• 363
    bir sıfır yenilerek şampiyonlar ligi'ne gayriresmi olarak veda ettiğimiz maç. ilginç maçtı beş sıfır da yenilebilirdik iki bir de kazanabilirdik. kimse de niye fark yedik veya kazandık diyemezdi. artık madrid deplasmanından bir puan çıkarmaya çalışıp brugge kesin olarak evimizde yenmemiz gerek. hakem iyi maç yönetti. tek hatası oyunu soğutan kaleciye türk hakemi gibi uzatma dakikalarında sarı kart vermesi oldu. durağan takımımızda andone ve emre mor on bire ilk yazılması gereken futbolcularımız. hele emre mor'un sahada olduğu her an bir umuttur.
  • 367
    rahatlikla 2 gol atabilirdik... boylelikle mac 2-10 gibi biterdi.

    boyle les bir oyun olmaz. diagne cok hakli, topu ileriye tasiyamiyoruz, kimse sorumluluk almiyor; alanlari da isliklayip cezalandiran bir taraftar var ortada.

    muslera >> babel >> nagatomo >> seri >> belhanda >> lyundiama>> mariano diye kac tane top dolastirdik saydiniz mi?
    tabii babel'in alamadiklari alabildiginin 5 kati olunca tum topu ve oyunu adamlara hediye ettik.
    orta pozisyonu olur ama yerden orta sahaya oynanir, orada baski olur kaleye oynanir, kale degaj ceker top madrid'de kalir... 90 dakika boyle sapasalak sekilde gecti. delici tek bir adamimiz yok. feghouli ve emre cok gec girdiler, o zamana bizim takimin fisi cekilmisti bile.

    bu gruptan 3. cikmamiz bizim icin en iyisi idi zaten, belki uefa'da dandik takimlar gelir de bir iki tur gecer puan toplariz.
  • 368
    bu real madrid'i yenebilecek halde değiliz ya bize yazıklar olsun. fırsatlar da yakaladık olmadı ama daha çoğunu yakalayabilecekken atak başlangıçlarında sıvadık ve kalemizde pozisyonlar verdik. hakem ise beklentimiz aksine iyi maç yönetti. sertliğe izin veren bir hakemdi.

    olmadı napalım artık. ya mucize ile orada real'i yeneceğiz ve 2.lik şansını yeniden yakalayacağız ya da 3.lükten başka hedefimiz kalmadı.
  • 369
    karşımızda şampiyonlar ligi tarihinin bu kupayı en çok kazanan takımı vardı ve ne olursa olsun mutlak galibiyete ihtiyaçları vardı. istediklerini aldılar. çok gergin olmalarından kaynaklı onlar da hata yaptı ama değerlendiremedik.
    güç farkı var beyler, çok büyük güç farkı var.
    kimi övecekseniz övün, kimi gomecekseniz gömün ama önce bunu kabul edin.

□ □ □ □ □ □ □

İş Emri A - Metne göre, iyi maç yönettiği söylenen hakemin tek hatası neydi?
Aşağıdaki kayıtların metinle hiçbir ilgisi yoktur.

□ □ □ □ □ □ □

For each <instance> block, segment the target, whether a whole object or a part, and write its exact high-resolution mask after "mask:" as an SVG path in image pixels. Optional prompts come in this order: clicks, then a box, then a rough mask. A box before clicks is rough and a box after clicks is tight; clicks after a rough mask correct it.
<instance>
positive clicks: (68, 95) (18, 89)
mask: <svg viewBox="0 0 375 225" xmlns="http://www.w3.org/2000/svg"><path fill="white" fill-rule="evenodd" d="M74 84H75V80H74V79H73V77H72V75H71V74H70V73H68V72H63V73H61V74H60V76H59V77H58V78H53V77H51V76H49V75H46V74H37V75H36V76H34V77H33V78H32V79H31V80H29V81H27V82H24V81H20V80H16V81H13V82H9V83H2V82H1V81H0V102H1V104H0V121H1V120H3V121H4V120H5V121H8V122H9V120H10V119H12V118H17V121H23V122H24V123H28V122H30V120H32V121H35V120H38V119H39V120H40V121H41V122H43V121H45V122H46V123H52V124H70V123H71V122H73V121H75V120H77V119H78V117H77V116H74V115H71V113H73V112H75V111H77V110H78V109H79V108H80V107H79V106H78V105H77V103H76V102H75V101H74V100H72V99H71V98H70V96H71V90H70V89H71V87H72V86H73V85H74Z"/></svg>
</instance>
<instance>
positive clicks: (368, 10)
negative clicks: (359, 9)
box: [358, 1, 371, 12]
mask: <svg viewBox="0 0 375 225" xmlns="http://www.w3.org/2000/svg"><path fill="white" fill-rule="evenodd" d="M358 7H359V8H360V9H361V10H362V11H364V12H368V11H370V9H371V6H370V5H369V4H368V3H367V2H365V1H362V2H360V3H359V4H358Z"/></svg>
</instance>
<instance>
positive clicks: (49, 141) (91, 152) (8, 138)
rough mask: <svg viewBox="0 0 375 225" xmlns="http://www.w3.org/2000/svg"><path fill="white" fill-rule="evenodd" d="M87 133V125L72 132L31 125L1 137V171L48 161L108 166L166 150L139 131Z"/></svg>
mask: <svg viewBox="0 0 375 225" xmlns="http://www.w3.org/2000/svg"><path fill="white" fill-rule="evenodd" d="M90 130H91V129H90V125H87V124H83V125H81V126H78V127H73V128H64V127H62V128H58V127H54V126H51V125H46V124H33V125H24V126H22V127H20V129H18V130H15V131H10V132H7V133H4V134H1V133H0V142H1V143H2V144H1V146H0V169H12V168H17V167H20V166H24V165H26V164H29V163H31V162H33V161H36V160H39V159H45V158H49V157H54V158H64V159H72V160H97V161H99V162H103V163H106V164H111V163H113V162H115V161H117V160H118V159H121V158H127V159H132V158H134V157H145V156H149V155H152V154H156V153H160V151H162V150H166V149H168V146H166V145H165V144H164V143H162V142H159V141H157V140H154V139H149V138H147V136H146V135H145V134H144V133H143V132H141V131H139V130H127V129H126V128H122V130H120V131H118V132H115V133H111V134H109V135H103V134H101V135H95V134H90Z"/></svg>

□ □ □ □ □ □ □

İş Emri B - Kayıtların başından "positive clicks: (68, 95) (18, 89)" ifadesini içeren satıra kadar uzanan bölümü, iki uç da dahil olmak üzere, her satıra bir dize düşecek biçimde bir JSON listesine dönüştürün. Boş satırları listeye almayın.

Sorunun Çözümü A - Uzatma dakikalarında oyunu soğutan kaleciye sarı kart vermesiydi.

Sorunun Çözümü B -
[
  "For each <instance> block, segment the target, whether a whole object or a part, and write its exact high-resolution mask after \"mask:\" as an SVG path in image pixels. Optional prompts come in this order: clicks, then a box, then a rough mask. A box before clicks is rough and a box after clicks is tight; clicks after a rough mask correct it.",
  "<instance>",
  "positive clicks: (68, 95) (18, 89)"
]